STATED GOAL: Return each line of the listing below, unchanged, and omit the images.
┏━━
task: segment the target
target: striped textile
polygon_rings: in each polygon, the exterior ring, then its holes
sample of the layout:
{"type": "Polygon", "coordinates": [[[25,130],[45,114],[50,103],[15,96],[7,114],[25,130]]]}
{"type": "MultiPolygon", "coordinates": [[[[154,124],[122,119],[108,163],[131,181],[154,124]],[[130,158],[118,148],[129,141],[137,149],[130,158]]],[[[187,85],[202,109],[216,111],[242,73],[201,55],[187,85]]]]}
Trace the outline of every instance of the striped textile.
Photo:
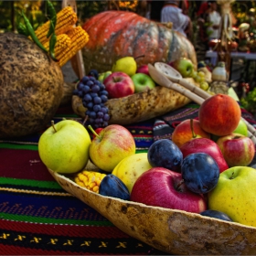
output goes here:
{"type": "MultiPolygon", "coordinates": [[[[154,141],[171,138],[181,121],[197,117],[198,105],[188,104],[162,117],[125,126],[136,152],[154,141]]],[[[256,125],[251,114],[243,117],[256,125]]],[[[70,107],[63,117],[80,120],[70,107]]],[[[43,132],[43,131],[42,131],[43,132]]],[[[108,219],[63,190],[40,161],[38,133],[0,141],[0,252],[5,255],[165,255],[114,227],[108,219]]]]}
┗━━
RIGHT ANSWER:
task: segment the target
target: striped textile
polygon_rings: in each polygon, the exterior ring, then its holes
sample of the layout:
{"type": "Polygon", "coordinates": [[[25,130],[45,114],[50,103],[15,96],[7,114],[25,130]]]}
{"type": "MultiPolygon", "coordinates": [[[[154,124],[122,119],[108,163],[131,181],[154,124]],[[130,158],[118,148],[129,141],[137,149],[130,158]]],[[[187,85],[202,109],[216,111],[242,73],[201,55],[187,85]]]]}
Trace the outline of every instance of the striped textile.
Photo:
output goes here:
{"type": "MultiPolygon", "coordinates": [[[[154,141],[171,138],[181,121],[197,117],[198,105],[188,104],[162,117],[125,126],[136,152],[154,141]]],[[[256,125],[251,114],[243,117],[256,125]]],[[[70,107],[63,117],[80,120],[70,107]]],[[[43,132],[43,131],[42,131],[43,132]]],[[[108,219],[63,190],[40,161],[38,133],[0,141],[0,252],[5,255],[165,255],[114,227],[108,219]]]]}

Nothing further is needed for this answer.